▸ **DATASET**
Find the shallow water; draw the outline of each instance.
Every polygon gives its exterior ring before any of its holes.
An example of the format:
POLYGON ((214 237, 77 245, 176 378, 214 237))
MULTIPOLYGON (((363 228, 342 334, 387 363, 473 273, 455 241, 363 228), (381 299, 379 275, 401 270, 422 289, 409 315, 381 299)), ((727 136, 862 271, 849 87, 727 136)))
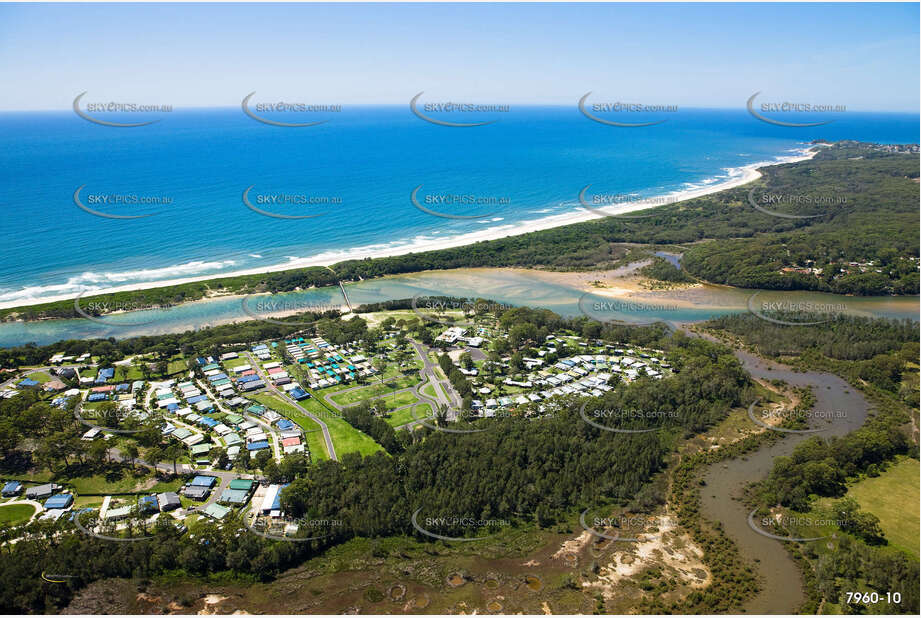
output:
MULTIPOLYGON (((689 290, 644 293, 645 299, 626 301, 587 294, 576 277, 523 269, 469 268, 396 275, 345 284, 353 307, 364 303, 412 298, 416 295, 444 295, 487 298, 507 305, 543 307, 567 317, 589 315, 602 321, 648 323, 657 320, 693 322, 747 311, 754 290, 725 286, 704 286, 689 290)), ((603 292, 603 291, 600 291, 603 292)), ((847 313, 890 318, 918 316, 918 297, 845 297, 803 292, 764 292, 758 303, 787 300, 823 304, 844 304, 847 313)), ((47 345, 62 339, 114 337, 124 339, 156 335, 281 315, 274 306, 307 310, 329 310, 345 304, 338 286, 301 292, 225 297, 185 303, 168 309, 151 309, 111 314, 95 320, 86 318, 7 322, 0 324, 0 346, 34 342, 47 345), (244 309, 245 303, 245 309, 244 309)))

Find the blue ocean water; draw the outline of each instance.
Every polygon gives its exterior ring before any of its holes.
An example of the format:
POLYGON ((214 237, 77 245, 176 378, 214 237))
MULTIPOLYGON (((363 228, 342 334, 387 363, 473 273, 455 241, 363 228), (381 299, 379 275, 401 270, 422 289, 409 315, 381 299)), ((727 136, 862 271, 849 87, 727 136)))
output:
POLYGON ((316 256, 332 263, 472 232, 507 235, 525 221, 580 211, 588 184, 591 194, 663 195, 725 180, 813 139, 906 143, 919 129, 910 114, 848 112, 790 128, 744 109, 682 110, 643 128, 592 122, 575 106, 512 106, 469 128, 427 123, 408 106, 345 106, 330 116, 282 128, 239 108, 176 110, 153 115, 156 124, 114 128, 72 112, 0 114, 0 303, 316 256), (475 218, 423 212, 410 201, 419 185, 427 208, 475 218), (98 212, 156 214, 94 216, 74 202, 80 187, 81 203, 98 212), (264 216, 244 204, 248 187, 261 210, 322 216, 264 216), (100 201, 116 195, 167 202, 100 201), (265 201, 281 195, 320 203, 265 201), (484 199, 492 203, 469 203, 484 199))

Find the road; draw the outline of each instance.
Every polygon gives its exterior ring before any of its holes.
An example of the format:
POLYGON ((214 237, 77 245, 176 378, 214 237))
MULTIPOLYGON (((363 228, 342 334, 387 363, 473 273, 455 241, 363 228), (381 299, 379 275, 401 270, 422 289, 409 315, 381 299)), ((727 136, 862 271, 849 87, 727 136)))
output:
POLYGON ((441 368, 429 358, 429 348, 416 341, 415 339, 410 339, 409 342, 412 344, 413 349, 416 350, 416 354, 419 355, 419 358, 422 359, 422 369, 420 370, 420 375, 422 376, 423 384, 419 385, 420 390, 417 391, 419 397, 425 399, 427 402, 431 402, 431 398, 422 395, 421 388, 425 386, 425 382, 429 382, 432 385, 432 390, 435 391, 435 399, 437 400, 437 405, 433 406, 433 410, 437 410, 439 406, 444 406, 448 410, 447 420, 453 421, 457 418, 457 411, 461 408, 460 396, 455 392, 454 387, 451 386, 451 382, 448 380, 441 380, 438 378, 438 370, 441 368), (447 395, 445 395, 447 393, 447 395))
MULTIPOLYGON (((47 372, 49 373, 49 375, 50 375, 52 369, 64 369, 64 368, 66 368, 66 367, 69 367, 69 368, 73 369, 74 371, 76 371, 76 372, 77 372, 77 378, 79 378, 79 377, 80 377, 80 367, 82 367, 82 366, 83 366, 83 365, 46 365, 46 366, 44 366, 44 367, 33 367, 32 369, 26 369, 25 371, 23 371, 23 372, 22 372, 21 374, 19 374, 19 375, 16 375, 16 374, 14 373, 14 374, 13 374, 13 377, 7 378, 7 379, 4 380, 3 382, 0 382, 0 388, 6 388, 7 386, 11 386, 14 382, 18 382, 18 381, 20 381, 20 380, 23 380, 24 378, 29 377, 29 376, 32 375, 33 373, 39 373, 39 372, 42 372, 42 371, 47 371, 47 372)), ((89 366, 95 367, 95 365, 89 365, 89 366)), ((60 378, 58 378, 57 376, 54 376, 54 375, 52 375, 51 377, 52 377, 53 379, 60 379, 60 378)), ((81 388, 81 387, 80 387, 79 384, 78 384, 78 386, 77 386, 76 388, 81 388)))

▸ **WORK REQUEST**
Before writing out the material above, please remove its pictures; everything else stays exact.

▸ **REPLY**
Find the shallow water; draw the outline of each instance.
Every polygon gives its exterior ring before any of its holes.
An example of the format:
POLYGON ((214 237, 77 245, 176 378, 214 237))
MULTIPOLYGON (((363 228, 342 334, 387 363, 473 273, 455 241, 363 228), (381 299, 379 275, 401 270, 422 289, 409 315, 381 299)), ((727 136, 862 271, 849 87, 727 136)))
output:
MULTIPOLYGON (((689 290, 644 293, 645 299, 626 301, 587 294, 576 277, 523 269, 469 268, 396 275, 345 284, 353 307, 364 303, 412 298, 416 295, 444 295, 487 298, 507 305, 543 307, 567 317, 589 315, 602 321, 648 323, 657 320, 693 322, 747 311, 754 290, 725 286, 704 286, 689 290)), ((603 292, 603 291, 600 291, 603 292)), ((847 313, 890 318, 918 316, 918 297, 845 297, 803 292, 764 292, 758 303, 787 300, 823 304, 844 304, 847 313)), ((47 345, 62 339, 114 337, 124 339, 156 335, 281 315, 274 306, 307 310, 329 310, 345 304, 338 286, 301 292, 225 297, 185 303, 168 309, 151 309, 111 314, 95 320, 86 318, 7 322, 0 324, 0 346, 34 342, 47 345), (244 309, 245 303, 245 309, 244 309)))

Find the blue ocean water; draw the outline of each instance.
Every polygon gives its exterior ring before any of its holes.
An example of the format:
POLYGON ((214 237, 77 245, 176 378, 214 237))
MULTIPOLYGON (((363 228, 342 334, 387 363, 473 273, 455 241, 363 228), (381 299, 379 275, 401 270, 422 289, 409 315, 381 299)), ((727 136, 862 271, 849 87, 727 136)))
output:
POLYGON ((316 256, 332 263, 472 232, 507 235, 525 221, 580 211, 588 184, 591 194, 663 195, 725 180, 813 139, 906 143, 919 129, 910 114, 848 112, 790 128, 744 109, 682 110, 643 128, 592 122, 575 106, 512 106, 469 128, 427 123, 408 106, 345 106, 330 116, 282 128, 239 108, 176 110, 153 115, 156 124, 114 128, 72 112, 0 114, 0 303, 316 256), (475 218, 423 212, 410 201, 419 185, 427 208, 475 218), (98 212, 156 214, 94 216, 74 202, 80 187, 81 203, 98 212), (264 216, 244 204, 248 187, 261 210, 322 216, 264 216), (100 201, 116 195, 167 202, 100 201), (265 201, 281 195, 320 203, 265 201), (484 199, 492 203, 469 203, 484 199))

Find the road; draw the outline of each instance.
Every polygon gives its exterior ring before any of its holes.
An example of the format:
POLYGON ((214 237, 77 245, 176 378, 214 237))
MULTIPOLYGON (((363 228, 342 334, 387 363, 473 273, 455 241, 363 228), (381 299, 379 275, 401 270, 422 289, 409 315, 381 299)), ((727 136, 862 271, 849 87, 727 136)))
output:
POLYGON ((441 368, 429 358, 429 348, 416 341, 415 339, 410 339, 409 342, 412 344, 413 349, 416 350, 416 354, 419 355, 419 358, 422 359, 422 369, 420 370, 420 375, 422 376, 423 384, 419 385, 420 390, 417 391, 419 397, 425 399, 427 402, 431 402, 431 398, 422 395, 421 388, 425 386, 425 382, 429 382, 432 385, 432 390, 435 391, 435 399, 437 400, 437 405, 433 406, 433 410, 437 410, 439 406, 444 406, 448 410, 447 420, 453 421, 457 418, 457 411, 461 408, 460 396, 455 392, 454 387, 451 386, 451 382, 448 380, 441 380, 438 378, 438 370, 441 368), (447 395, 445 395, 447 393, 447 395))
MULTIPOLYGON (((47 372, 49 373, 49 375, 50 375, 52 369, 64 369, 64 368, 66 368, 66 367, 69 367, 69 368, 73 369, 74 371, 76 371, 76 372, 77 372, 77 378, 79 378, 79 377, 80 377, 80 367, 82 367, 82 366, 83 366, 83 365, 46 365, 46 366, 44 366, 44 367, 33 367, 32 369, 26 369, 25 371, 23 371, 23 372, 22 372, 21 374, 19 374, 19 375, 16 375, 16 374, 14 373, 14 374, 13 374, 13 377, 7 378, 7 379, 4 380, 3 382, 0 382, 0 388, 6 388, 7 386, 11 386, 14 382, 18 382, 18 381, 20 381, 20 380, 23 380, 24 378, 29 377, 29 376, 32 375, 33 373, 39 373, 39 372, 42 372, 42 371, 47 371, 47 372)), ((89 366, 95 367, 95 365, 89 365, 89 366)), ((60 378, 58 378, 57 376, 54 376, 54 375, 52 375, 51 377, 52 377, 53 379, 60 379, 60 378)), ((81 388, 81 387, 80 387, 79 384, 78 384, 78 386, 77 386, 76 388, 81 388)))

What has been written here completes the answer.